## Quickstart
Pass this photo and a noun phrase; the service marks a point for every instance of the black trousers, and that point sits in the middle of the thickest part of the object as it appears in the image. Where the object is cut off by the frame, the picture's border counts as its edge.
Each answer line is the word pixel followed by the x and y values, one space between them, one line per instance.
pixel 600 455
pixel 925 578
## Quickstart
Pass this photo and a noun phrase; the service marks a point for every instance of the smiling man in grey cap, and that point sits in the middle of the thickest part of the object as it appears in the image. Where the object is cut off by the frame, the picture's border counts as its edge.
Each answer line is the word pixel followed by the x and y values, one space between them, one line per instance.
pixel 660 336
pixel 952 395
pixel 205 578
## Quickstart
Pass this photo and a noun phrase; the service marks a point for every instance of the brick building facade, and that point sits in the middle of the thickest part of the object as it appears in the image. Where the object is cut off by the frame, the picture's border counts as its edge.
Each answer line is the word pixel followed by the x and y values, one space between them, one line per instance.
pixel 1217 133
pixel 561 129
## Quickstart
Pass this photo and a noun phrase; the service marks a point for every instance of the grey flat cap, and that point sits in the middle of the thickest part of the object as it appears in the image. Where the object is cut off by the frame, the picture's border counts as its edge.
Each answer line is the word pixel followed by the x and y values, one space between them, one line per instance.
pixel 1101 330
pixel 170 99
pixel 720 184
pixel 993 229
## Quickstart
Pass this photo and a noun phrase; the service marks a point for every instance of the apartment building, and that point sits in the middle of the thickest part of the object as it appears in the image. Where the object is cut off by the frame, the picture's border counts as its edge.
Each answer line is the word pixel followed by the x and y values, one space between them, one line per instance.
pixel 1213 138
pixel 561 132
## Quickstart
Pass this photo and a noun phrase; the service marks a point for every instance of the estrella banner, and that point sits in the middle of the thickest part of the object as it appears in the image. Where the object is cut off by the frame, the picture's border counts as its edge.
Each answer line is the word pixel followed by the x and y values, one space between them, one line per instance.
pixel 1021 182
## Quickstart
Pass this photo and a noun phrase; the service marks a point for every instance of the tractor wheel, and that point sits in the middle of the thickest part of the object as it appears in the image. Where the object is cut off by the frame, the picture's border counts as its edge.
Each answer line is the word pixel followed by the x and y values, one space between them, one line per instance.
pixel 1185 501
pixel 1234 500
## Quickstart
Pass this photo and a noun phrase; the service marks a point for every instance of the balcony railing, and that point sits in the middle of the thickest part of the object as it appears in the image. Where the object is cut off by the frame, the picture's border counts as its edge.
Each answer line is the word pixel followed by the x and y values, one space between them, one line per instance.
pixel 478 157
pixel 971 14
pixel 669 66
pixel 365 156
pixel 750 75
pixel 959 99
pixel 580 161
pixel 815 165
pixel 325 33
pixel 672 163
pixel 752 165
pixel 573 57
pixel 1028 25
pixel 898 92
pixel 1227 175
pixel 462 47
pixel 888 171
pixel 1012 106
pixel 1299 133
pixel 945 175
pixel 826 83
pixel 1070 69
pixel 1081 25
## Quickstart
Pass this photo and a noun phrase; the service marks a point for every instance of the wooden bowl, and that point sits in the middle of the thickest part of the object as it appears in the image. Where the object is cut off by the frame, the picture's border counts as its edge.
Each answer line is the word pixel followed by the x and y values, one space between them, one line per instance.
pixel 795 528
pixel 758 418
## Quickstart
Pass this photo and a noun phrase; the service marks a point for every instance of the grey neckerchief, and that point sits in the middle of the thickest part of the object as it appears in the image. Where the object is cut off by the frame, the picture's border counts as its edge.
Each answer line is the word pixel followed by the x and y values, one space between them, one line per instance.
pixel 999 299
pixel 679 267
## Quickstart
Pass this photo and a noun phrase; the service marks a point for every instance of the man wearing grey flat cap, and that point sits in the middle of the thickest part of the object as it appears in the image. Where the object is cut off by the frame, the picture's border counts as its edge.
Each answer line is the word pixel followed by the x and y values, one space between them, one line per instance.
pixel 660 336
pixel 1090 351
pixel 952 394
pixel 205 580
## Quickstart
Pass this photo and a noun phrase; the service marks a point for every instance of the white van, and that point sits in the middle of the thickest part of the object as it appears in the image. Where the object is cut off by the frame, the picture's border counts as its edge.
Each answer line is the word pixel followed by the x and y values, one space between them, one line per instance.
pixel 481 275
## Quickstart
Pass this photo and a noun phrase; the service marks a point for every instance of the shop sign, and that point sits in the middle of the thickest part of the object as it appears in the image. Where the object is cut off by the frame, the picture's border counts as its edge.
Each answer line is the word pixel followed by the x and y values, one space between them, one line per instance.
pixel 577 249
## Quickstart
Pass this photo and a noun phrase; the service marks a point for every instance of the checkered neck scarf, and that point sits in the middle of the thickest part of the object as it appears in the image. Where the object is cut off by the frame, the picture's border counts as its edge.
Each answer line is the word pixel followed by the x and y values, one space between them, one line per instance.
================
§ What to do:
Only the lines from the one containing "of the tractor" through the one containing "of the balcony" are to be retyped, both boundary lines included, with no other material.

§ Exercise result:
Pass this photo and a noun phrase; the service marks a point for every instance of the tractor wheel, and that point sits in the middle of the thickest part of the object as it appears in the image. Where the object is cut off by the frame, the picture's border counts as its edge.
Each answer line is the word pixel followed by the x and y values, one space between them, one line per instance.
pixel 1185 501
pixel 1234 500
## Quickstart
Pass this photo and a noun phrase; the service marks a point for every instance of the balcony railing, and that point sits in the middle of the thickest part of the object as it appears in the image. Where the object is cut off by the frame, the picture's border counts as its edge.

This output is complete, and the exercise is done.